View a video recording of this lecture.
About the Series:
Inaugurating the new David L. Wagner Distinguished Lectureship for Humanistic Inquiry Series, Jonathan Lear of the University of Chicago delivers three lectures on how our fears of catastrophe—from pandemic and climate crisis to political collapse—shape the ways we imagine the ends and purposes of human life.
Part II: Transience and Hope: A Return to Freud in a Time of Pandemic
We are transient beings, and in some sense we understand that about ourselves. So, too, are our great cultural achievements, which will pass eventually. Transience, one might say, casts an “intransient” shadow over the human condition. But though one can entertain these thoughts at any time, is there something special about trying to think them in a time of world catastrophe?
The work of Freud can help us find an answer. Only three pages long, Freud’s essay "On Transience" has become a classic--an immortal statement, as it were, about our mortality. Did it make any difference that he wrote it in the midst of World War I? This lecture will return to Freud as a way of addressing a question which confronts us now: how our thinking about the human condition is affected by living in a time of pandemic.
You are welcome, though not required, to read this short essay before the lecture. You can find a PDF of the reading by following this link.
........
__Task item A__
According to the lecture announcement, why does this lecture return to Freud? Answer in one to three sentences.
__Task item B__
Carry on with the lecture announcement on Freud and transience, starting after its final sentence.
The records that come next have no connection to the lecture announcement.

__Record set__
........
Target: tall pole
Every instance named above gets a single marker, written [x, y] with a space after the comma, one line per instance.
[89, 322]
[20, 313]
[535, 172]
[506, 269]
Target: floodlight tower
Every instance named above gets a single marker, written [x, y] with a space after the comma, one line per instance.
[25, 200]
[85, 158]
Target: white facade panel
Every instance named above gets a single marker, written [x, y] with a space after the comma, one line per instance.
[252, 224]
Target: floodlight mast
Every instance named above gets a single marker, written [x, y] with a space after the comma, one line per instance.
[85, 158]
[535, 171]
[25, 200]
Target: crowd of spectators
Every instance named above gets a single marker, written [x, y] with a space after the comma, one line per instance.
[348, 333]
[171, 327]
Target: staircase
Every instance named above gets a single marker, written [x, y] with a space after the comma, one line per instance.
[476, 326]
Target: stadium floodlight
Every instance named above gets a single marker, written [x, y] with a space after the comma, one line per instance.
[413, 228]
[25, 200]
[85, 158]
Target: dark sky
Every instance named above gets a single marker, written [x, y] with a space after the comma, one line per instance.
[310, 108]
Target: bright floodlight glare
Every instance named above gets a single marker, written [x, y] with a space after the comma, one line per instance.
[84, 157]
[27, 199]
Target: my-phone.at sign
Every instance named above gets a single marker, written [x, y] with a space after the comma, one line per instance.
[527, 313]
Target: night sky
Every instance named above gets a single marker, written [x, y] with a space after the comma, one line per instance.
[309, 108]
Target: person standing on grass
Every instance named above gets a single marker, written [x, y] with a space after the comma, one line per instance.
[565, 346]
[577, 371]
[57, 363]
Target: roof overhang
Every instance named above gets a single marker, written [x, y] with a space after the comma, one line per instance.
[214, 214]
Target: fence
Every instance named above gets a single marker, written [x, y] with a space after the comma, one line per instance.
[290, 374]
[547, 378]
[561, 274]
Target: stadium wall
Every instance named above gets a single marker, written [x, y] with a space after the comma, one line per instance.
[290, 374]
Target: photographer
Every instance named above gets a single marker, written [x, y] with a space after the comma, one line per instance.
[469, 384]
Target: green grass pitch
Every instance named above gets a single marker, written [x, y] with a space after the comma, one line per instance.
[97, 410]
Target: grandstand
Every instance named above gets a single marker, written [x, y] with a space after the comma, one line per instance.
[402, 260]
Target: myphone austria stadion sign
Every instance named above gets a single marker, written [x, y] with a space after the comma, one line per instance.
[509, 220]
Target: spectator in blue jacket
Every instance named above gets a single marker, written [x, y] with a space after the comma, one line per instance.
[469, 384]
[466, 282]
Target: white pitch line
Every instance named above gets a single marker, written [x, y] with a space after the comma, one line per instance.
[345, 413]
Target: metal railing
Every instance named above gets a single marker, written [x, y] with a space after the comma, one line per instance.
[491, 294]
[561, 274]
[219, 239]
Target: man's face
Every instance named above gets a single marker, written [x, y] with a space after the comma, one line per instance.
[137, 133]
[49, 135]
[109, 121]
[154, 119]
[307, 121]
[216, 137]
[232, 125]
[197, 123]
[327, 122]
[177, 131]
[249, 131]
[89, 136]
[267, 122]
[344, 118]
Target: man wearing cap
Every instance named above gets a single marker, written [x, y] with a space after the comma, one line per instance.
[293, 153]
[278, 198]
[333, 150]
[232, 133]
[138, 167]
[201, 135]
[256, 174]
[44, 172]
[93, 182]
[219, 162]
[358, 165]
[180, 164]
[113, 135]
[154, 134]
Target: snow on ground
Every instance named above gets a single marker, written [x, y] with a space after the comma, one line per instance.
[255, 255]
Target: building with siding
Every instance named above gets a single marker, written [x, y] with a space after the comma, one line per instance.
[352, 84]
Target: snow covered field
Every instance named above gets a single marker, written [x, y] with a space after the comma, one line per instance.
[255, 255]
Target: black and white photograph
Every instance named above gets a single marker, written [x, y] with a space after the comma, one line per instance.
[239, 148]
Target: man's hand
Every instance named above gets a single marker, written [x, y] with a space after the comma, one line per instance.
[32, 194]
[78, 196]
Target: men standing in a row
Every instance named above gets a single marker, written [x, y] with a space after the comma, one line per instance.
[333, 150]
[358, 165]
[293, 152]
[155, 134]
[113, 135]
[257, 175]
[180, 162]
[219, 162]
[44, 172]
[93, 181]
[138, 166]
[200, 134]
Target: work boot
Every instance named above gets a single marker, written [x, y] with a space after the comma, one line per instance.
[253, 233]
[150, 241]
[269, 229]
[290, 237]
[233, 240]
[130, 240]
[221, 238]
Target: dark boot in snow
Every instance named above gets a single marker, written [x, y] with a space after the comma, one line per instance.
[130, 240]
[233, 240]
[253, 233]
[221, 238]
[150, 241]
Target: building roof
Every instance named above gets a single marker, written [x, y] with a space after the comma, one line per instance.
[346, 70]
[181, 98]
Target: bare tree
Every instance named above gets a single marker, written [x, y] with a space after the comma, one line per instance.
........
__Written response A__
The lecture returns to Freud as a way of addressing a question that confronts us now: how living in a time of pandemic affects our thinking about the human condition. The announcement says Freud's work can help answer whether there is something special about thinking about transience in a time of world catastrophe.

__Written response B__
About the speaker:
Jonathan Lear is the John U. Nef Distinguished Service Professor on the Committee on Social Thought and in the Department of Philosophy at the University of Chicago. Lear trained in philosophy at Cambridge University and The Rockefeller University, where he received his PhD. He also trained as a psychoanalyst at the Western New England Institute for Psychoanalysis. His work focuses on philosophical conceptions of the human psyche from Socrates to the present, and he is an important interpreter and defender of the philosophical dimensions of psychoanalytic theory. His books include, but are not limited to, Wisdom Won From Illness: Essays in Philosophy and Psychoanalysis (2017); Freud (2015); and Radical Hope: Ethics in the Face of Cultural Devastation (2006). In 2009, Lear received a Distinguished Achievement Award from the Andrew W. Mellon Foundation.
The David L. Wagner Distinguished Lectureship for Humanistic Inquiry Series is funded by David L. Wagner and Renie B. Adams.